__TO DO__. An exact copy of every entry is the answer here, with no pictures.

__RECORD EXCERPTS__.
-- -- --
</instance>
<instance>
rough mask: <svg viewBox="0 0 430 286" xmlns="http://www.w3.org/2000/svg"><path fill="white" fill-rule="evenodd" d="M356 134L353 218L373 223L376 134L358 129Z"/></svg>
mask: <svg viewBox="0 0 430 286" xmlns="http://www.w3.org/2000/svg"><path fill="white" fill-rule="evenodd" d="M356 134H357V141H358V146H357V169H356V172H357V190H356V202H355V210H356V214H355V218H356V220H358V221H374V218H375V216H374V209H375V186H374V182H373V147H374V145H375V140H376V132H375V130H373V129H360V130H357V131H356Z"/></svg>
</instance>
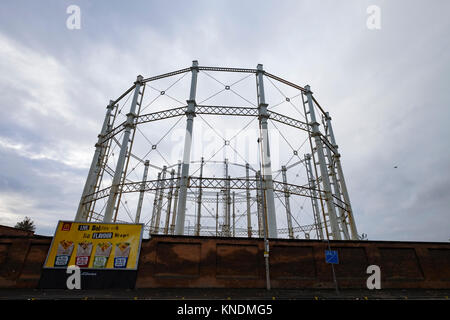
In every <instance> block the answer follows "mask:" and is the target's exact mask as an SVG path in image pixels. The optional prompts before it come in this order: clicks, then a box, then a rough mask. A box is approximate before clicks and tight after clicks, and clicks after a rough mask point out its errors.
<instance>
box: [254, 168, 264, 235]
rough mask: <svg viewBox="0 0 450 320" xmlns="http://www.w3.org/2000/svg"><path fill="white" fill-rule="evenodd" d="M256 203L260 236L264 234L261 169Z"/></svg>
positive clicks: (258, 231)
mask: <svg viewBox="0 0 450 320" xmlns="http://www.w3.org/2000/svg"><path fill="white" fill-rule="evenodd" d="M255 179H256V204H257V214H258V236H259V237H260V238H261V237H262V236H263V210H264V209H263V204H262V190H261V171H258V172H256V175H255Z"/></svg>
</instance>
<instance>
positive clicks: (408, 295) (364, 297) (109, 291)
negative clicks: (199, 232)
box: [0, 288, 450, 301]
mask: <svg viewBox="0 0 450 320" xmlns="http://www.w3.org/2000/svg"><path fill="white" fill-rule="evenodd" d="M449 297H450V290H448V289H444V290H425V289H408V290H391V289H385V290H383V289H381V290H352V289H345V290H340V291H339V292H336V290H330V289H318V290H300V289H272V290H265V289H210V288H207V289H187V288H181V289H180V288H167V289H161V288H159V289H133V290H131V289H128V290H110V289H109V290H61V289H0V300H3V301H4V300H449Z"/></svg>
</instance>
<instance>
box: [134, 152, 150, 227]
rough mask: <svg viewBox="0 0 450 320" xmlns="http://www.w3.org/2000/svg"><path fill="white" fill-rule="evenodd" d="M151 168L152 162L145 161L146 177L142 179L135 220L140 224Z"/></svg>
mask: <svg viewBox="0 0 450 320" xmlns="http://www.w3.org/2000/svg"><path fill="white" fill-rule="evenodd" d="M149 166H150V161H148V160H145V162H144V176H143V177H142V183H141V189H140V190H139V200H138V207H137V210H136V217H135V219H134V222H135V223H139V220H140V219H141V211H142V202H143V201H144V194H145V181H147V175H148V167H149Z"/></svg>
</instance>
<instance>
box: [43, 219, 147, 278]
mask: <svg viewBox="0 0 450 320" xmlns="http://www.w3.org/2000/svg"><path fill="white" fill-rule="evenodd" d="M142 232H143V225H142V224H131V223H130V224H128V223H98V222H73V221H59V222H58V226H57V228H56V231H55V235H54V237H53V241H52V244H51V246H50V249H49V252H48V255H47V259H46V261H45V264H44V268H64V269H65V268H67V267H68V266H71V265H75V266H78V267H80V268H81V269H113V270H136V269H137V265H138V259H139V253H140V249H141V240H142Z"/></svg>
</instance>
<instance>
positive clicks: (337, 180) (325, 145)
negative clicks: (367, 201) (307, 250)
mask: <svg viewBox="0 0 450 320" xmlns="http://www.w3.org/2000/svg"><path fill="white" fill-rule="evenodd" d="M326 117H328V112H327V113H326V114H325V115H323V116H322V124H323V125H324V127H325V136H326V137H328V136H329V135H328V132H329V130H328V125H327V123H326V122H325V121H326ZM324 148H325V151H326V157H327V159H328V169H329V172H330V177H331V182H332V185H333V188H332V190H333V197H334V198H335V199H337V200H338V201H339V204H340V206H338V205H335V207H336V210H337V211H338V212H339V216H338V218H339V219H338V220H339V224H340V226H341V230H342V233H343V234H344V239H345V240H350V235H349V232H348V225H347V224H348V222H347V221H346V217H345V208H343V207H342V203H344V201H342V196H341V188H340V187H339V182H338V179H337V176H336V170H335V160H334V157H333V155H332V154H333V151H332V150H330V148H329V147H328V145H326V144H324Z"/></svg>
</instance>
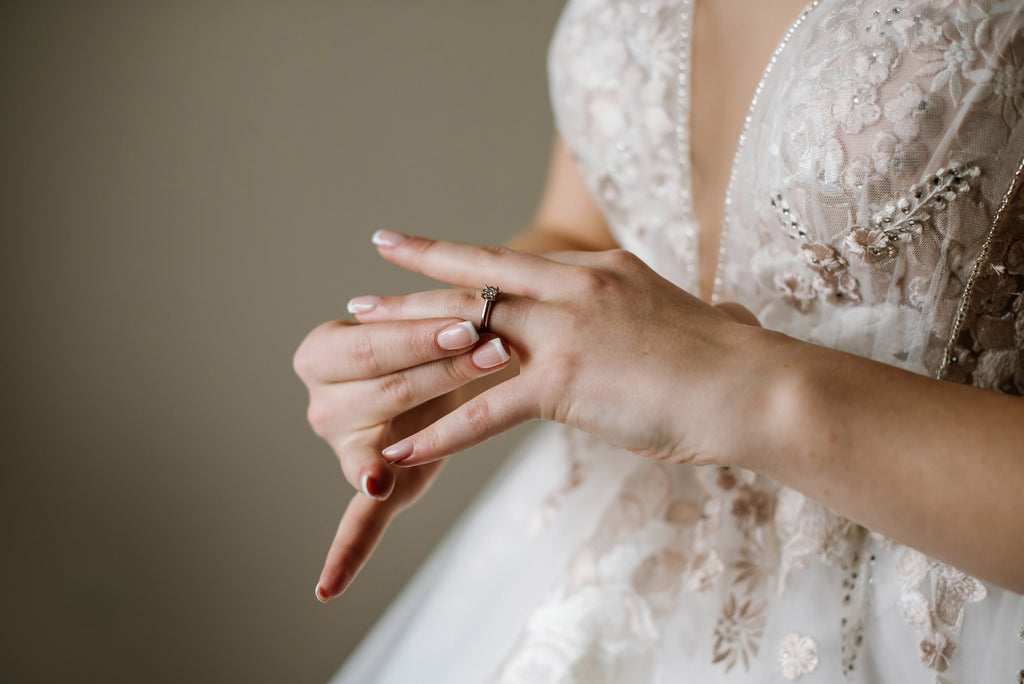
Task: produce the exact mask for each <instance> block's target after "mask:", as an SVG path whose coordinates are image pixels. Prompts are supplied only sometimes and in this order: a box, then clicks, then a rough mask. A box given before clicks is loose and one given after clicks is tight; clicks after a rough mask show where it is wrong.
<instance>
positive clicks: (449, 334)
mask: <svg viewBox="0 0 1024 684" xmlns="http://www.w3.org/2000/svg"><path fill="white" fill-rule="evenodd" d="M478 339H480V336H479V335H478V334H477V333H476V328H474V327H473V324H471V323H470V322H468V320H463V322H462V323H457V324H456V325H454V326H449V327H447V328H445V329H444V330H442V331H441V332H439V333H437V346H439V347H440V348H441V349H462V348H463V347H468V346H469V345H471V344H473V343H474V342H476V341H477V340H478Z"/></svg>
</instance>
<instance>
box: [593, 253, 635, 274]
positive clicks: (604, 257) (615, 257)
mask: <svg viewBox="0 0 1024 684" xmlns="http://www.w3.org/2000/svg"><path fill="white" fill-rule="evenodd" d="M601 258H602V260H603V261H604V263H605V264H607V266H608V267H610V268H614V269H616V270H630V269H633V268H635V267H636V266H638V265H639V264H640V263H641V262H640V258H639V257H638V256H637V255H635V254H633V253H632V252H629V251H627V250H624V249H615V250H608V251H607V252H604V253H603V254H602V255H601Z"/></svg>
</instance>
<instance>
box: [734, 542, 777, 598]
-- -- --
__TASK ANSWER__.
</instance>
<instance>
rough mask: <svg viewBox="0 0 430 286" xmlns="http://www.w3.org/2000/svg"><path fill="white" fill-rule="evenodd" d="M356 134L353 218L373 223L376 134L358 129Z"/></svg>
mask: <svg viewBox="0 0 430 286" xmlns="http://www.w3.org/2000/svg"><path fill="white" fill-rule="evenodd" d="M356 134H357V141H358V146H357V169H356V172H357V190H356V202H355V210H356V214H355V218H356V220H358V221H374V218H375V216H374V209H375V186H374V182H373V147H374V145H375V140H376V132H375V130H373V129H360V130H357V131H356Z"/></svg>
</instance>
In every <instance> block the answer follows "mask:" and is the target's exact mask as an SVG path in image pixels. The optional prompts before it come in this order: clicks, then a box, then a rough mask. A box is approximate before clicks and tight after clicks, and clicks after a rough mask point out its errors.
<instance>
box: [254, 168, 264, 235]
rough mask: <svg viewBox="0 0 450 320" xmlns="http://www.w3.org/2000/svg"><path fill="white" fill-rule="evenodd" d="M256 203L260 236L264 234L261 169Z"/></svg>
positive clicks: (258, 231)
mask: <svg viewBox="0 0 450 320" xmlns="http://www.w3.org/2000/svg"><path fill="white" fill-rule="evenodd" d="M255 179H256V204H257V214H258V236H259V237H260V238H261V237H262V236H263V210H264V209H263V204H262V190H261V171H258V172H256V175H255Z"/></svg>
</instance>
<instance>
positive clicks: (408, 295) (364, 297) (109, 291)
negative clicks: (199, 232)
box: [0, 288, 450, 301]
mask: <svg viewBox="0 0 450 320" xmlns="http://www.w3.org/2000/svg"><path fill="white" fill-rule="evenodd" d="M449 297H450V290H448V289H444V290H425V289H408V290H391V289H385V290H383V289H381V290H352V289H345V290H340V291H339V292H336V290H330V289H318V290H300V289H272V290H265V289H210V288H207V289H187V288H181V289H180V288H167V289H161V288H159V289H133V290H131V289H128V290H110V289H109V290H61V289H0V300H3V301H4V300H449Z"/></svg>
</instance>
<instance>
box: [134, 152, 150, 227]
rough mask: <svg viewBox="0 0 450 320" xmlns="http://www.w3.org/2000/svg"><path fill="white" fill-rule="evenodd" d="M151 168L152 162L145 161L146 177L142 179L135 220L140 224Z"/></svg>
mask: <svg viewBox="0 0 450 320" xmlns="http://www.w3.org/2000/svg"><path fill="white" fill-rule="evenodd" d="M149 166H150V161H148V160H145V162H144V176H143V177H142V183H141V189H140V190H139V200H138V207H137V210H136V217H135V219H134V222H135V223H139V220H140V219H141V211H142V202H143V201H144V194H145V181H147V175H148V167H149Z"/></svg>
</instance>
<instance>
box: [43, 219, 147, 278]
mask: <svg viewBox="0 0 450 320" xmlns="http://www.w3.org/2000/svg"><path fill="white" fill-rule="evenodd" d="M142 232H143V225H142V224H131V223H130V224H128V223H98V222H73V221H59V222H58V226H57V228H56V231H55V235H54V237H53V241H52V244H51V246H50V249H49V252H48V255H47V259H46V261H45V264H44V268H64V269H65V268H67V267H68V266H71V265H75V266H78V267H80V268H81V269H113V270H136V269H137V265H138V259H139V253H140V249H141V240H142Z"/></svg>
</instance>
<instance>
positive clicks: (337, 180) (325, 145)
negative clicks: (367, 201) (307, 250)
mask: <svg viewBox="0 0 450 320" xmlns="http://www.w3.org/2000/svg"><path fill="white" fill-rule="evenodd" d="M326 117H328V112H327V113H326V114H325V115H323V116H322V124H323V125H324V127H325V136H326V137H328V136H329V135H328V132H329V130H328V125H327V123H326V122H325V121H326ZM324 148H325V151H326V157H327V159H328V169H329V172H330V177H331V182H332V185H333V188H332V190H333V197H334V198H335V199H337V200H338V201H339V204H340V206H338V205H335V207H336V210H337V211H338V212H339V216H338V218H339V219H338V220H339V224H340V226H341V230H342V233H343V234H344V239H345V240H350V235H349V232H348V225H347V224H348V222H347V221H346V217H345V208H343V207H342V203H344V201H342V196H341V188H340V187H339V182H338V179H337V176H336V170H335V160H334V157H333V155H332V154H333V151H332V150H330V148H329V147H328V145H326V144H324Z"/></svg>
</instance>
Task: produce the exact mask for each <instance> block's target after "mask:", as an SVG path whose coordinates are image pixels. Prompts are supplied only sometimes and in this order: a box, then clicks, then a rough mask. A box given before clicks is loose and one given after clicks is tight; clicks after a rough mask show where it is wrong.
<instance>
positive clicks: (449, 334)
mask: <svg viewBox="0 0 1024 684" xmlns="http://www.w3.org/2000/svg"><path fill="white" fill-rule="evenodd" d="M478 339H480V336H479V335H478V334H477V333H476V328H474V327H473V324H471V323H470V322H468V320H463V322H462V323H457V324H456V325H454V326H449V327H447V328H445V329H444V330H442V331H441V332H439V333H437V346H439V347H440V348H441V349H462V348H463V347H468V346H469V345H471V344H473V343H474V342H476V341H477V340H478Z"/></svg>
</instance>
<instance>
box: [593, 253, 635, 274]
positive clicks: (604, 257) (615, 257)
mask: <svg viewBox="0 0 1024 684" xmlns="http://www.w3.org/2000/svg"><path fill="white" fill-rule="evenodd" d="M601 258H602V260H603V261H604V263H605V264H607V266H608V267H610V268H614V269H616V270H630V269H633V268H635V267H636V266H638V265H639V264H640V263H641V262H640V258H639V257H638V256H637V255H635V254H633V253H632V252H629V251H627V250H624V249H615V250H608V251H607V252H604V253H603V254H602V255H601Z"/></svg>
</instance>
<instance>
box: [734, 542, 777, 598]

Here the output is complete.